:: The problem ::
Each line of the records must appear in your answer exactly, with no pictures.

:: Working data ::
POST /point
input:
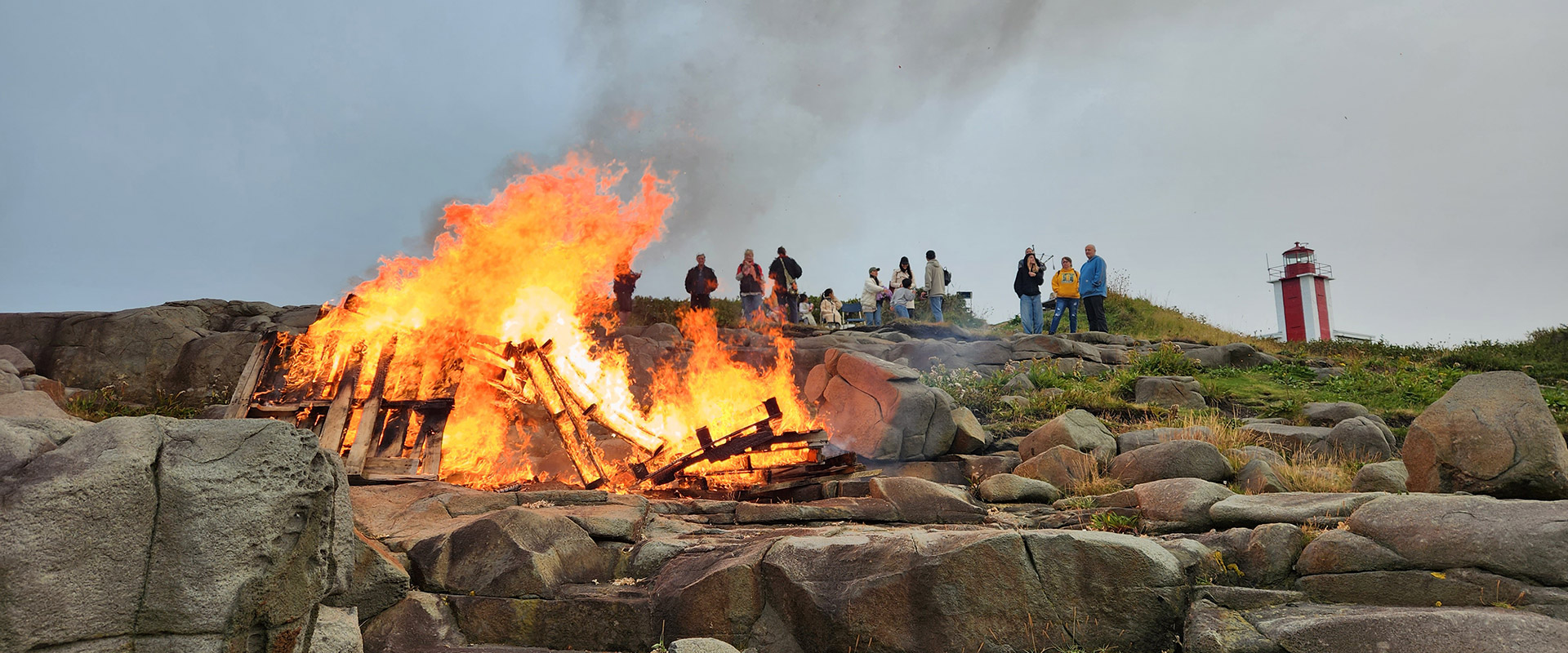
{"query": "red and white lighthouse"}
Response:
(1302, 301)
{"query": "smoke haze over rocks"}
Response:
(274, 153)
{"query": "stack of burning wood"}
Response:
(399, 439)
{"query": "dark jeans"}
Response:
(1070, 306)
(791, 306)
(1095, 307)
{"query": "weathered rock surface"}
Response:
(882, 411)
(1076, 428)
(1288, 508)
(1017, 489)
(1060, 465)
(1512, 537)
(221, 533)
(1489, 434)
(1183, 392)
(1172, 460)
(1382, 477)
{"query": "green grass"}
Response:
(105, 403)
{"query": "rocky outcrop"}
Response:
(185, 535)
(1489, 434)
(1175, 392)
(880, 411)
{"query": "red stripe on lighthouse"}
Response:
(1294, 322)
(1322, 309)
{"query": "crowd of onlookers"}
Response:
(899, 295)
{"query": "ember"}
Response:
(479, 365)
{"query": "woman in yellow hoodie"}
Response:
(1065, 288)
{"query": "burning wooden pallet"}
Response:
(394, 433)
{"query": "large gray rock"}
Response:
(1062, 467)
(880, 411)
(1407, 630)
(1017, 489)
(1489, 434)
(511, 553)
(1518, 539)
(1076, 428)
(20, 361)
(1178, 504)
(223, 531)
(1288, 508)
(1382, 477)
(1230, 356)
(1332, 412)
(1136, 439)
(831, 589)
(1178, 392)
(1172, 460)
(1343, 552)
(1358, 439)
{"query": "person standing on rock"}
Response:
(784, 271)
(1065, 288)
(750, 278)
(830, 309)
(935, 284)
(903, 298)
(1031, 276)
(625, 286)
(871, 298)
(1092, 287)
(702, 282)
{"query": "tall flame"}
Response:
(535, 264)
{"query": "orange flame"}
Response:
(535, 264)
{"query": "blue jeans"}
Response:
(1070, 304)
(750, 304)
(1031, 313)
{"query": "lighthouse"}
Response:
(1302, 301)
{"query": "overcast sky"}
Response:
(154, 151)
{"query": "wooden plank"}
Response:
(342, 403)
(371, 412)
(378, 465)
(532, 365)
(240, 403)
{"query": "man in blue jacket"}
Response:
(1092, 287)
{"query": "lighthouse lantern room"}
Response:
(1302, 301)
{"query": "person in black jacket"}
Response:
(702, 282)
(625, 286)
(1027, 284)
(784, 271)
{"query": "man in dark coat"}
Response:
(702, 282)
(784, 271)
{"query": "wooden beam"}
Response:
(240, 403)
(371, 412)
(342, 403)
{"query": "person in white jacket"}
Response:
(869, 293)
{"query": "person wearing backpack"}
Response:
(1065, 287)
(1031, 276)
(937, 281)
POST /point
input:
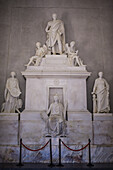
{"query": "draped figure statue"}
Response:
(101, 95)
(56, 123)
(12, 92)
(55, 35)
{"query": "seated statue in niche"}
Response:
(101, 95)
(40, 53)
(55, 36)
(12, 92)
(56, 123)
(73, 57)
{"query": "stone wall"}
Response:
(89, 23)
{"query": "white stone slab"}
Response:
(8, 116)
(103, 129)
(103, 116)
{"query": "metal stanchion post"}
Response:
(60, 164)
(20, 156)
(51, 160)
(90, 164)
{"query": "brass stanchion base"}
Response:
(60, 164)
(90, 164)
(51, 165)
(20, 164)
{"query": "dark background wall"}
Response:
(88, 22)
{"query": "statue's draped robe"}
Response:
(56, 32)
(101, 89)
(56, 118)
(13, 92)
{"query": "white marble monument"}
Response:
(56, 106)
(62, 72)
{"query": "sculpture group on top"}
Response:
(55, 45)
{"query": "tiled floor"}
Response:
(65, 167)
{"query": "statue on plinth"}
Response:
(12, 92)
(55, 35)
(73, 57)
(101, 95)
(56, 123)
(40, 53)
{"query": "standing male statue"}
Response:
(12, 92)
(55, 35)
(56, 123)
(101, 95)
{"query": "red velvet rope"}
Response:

:: Exercise output ::
POST /point
input:
{"query": "red and white lighthouse"}
Response:
(1302, 301)
{"query": "smoke haze over rocks"}
Response:
(274, 153)
{"query": "stack of burning wood"}
Response:
(399, 439)
{"query": "dark jeans"}
Response:
(1070, 306)
(791, 306)
(1095, 307)
{"query": "weathered rock surface"}
Response:
(882, 411)
(1076, 428)
(1288, 508)
(1017, 489)
(1060, 465)
(1512, 537)
(221, 533)
(1489, 434)
(1183, 392)
(1172, 460)
(1382, 477)
{"query": "green grass"}
Response:
(105, 403)
{"query": "rocky outcrop"}
Response:
(185, 535)
(1489, 434)
(1175, 392)
(880, 411)
{"query": "red stripe on lighthouse"}
Response:
(1294, 322)
(1322, 309)
{"query": "crowd of onlookers"}
Response:
(899, 295)
{"query": "ember"}
Response:
(479, 365)
{"query": "woman in yellow hoodie"}
Response:
(1065, 288)
{"query": "burning wooden pallet"}
Response:
(394, 433)
{"query": "large gray rock"}
Response:
(1062, 467)
(880, 411)
(1407, 630)
(1017, 489)
(1489, 434)
(511, 553)
(1518, 539)
(1076, 428)
(20, 361)
(1178, 504)
(223, 531)
(1288, 508)
(1382, 477)
(1230, 356)
(1332, 412)
(1136, 439)
(831, 589)
(1178, 392)
(1172, 460)
(1343, 552)
(1358, 439)
{"query": "person standing on rock"}
Response:
(784, 271)
(1065, 288)
(750, 278)
(830, 309)
(935, 284)
(903, 298)
(1031, 276)
(625, 286)
(871, 298)
(1092, 287)
(702, 282)
{"query": "tall flame"}
Response:
(535, 264)
{"query": "orange flame"}
Response:
(535, 264)
{"query": "blue jeans"}
Response:
(1070, 304)
(750, 304)
(1031, 313)
{"query": "lighthouse"}
Response:
(1302, 301)
{"query": "overcast sky"}
Response:
(154, 151)
{"query": "wooden plank"}
Response:
(342, 403)
(371, 412)
(378, 465)
(532, 365)
(240, 403)
{"query": "man in blue jacket"}
Response:
(1092, 287)
{"query": "lighthouse lantern room"}
Response:
(1302, 301)
{"query": "person in black jacket"}
Response:
(702, 282)
(625, 286)
(1027, 284)
(784, 271)
{"query": "man in dark coat"}
Response:
(702, 282)
(784, 271)
{"query": "wooden beam"}
Response:
(240, 403)
(371, 412)
(342, 403)
{"query": "person in white jacket"}
Response:
(869, 293)
{"query": "person wearing backpack"}
Response:
(1065, 287)
(1031, 276)
(937, 281)
POST /point
input:
{"query": "draped figure statue"}
Response:
(101, 95)
(56, 123)
(12, 92)
(55, 35)
{"query": "seated statue in niche"}
Response:
(101, 95)
(40, 53)
(55, 36)
(12, 92)
(56, 123)
(73, 57)
{"query": "stone wall"}
Response:
(89, 23)
{"query": "white stone slab"}
Response:
(8, 116)
(103, 129)
(103, 116)
{"query": "metal stanchion post"}
Response:
(60, 164)
(20, 156)
(51, 160)
(90, 164)
{"query": "brass stanchion base"}
Response:
(60, 164)
(90, 164)
(51, 165)
(20, 164)
{"query": "dark background wall"}
Response:
(88, 22)
{"query": "statue's draped robe"}
Response:
(56, 32)
(101, 89)
(56, 118)
(13, 92)
{"query": "white marble monument"}
Response:
(56, 106)
(62, 72)
{"query": "sculpture group on top"}
Response:
(55, 45)
{"query": "tiled floor"}
Response:
(65, 167)
{"query": "statue on plinth"}
Response:
(12, 92)
(55, 35)
(73, 57)
(101, 95)
(56, 123)
(40, 53)
{"query": "standing male statue"}
Response:
(12, 92)
(55, 35)
(56, 123)
(101, 95)
{"query": "red velvet rope"}
Response:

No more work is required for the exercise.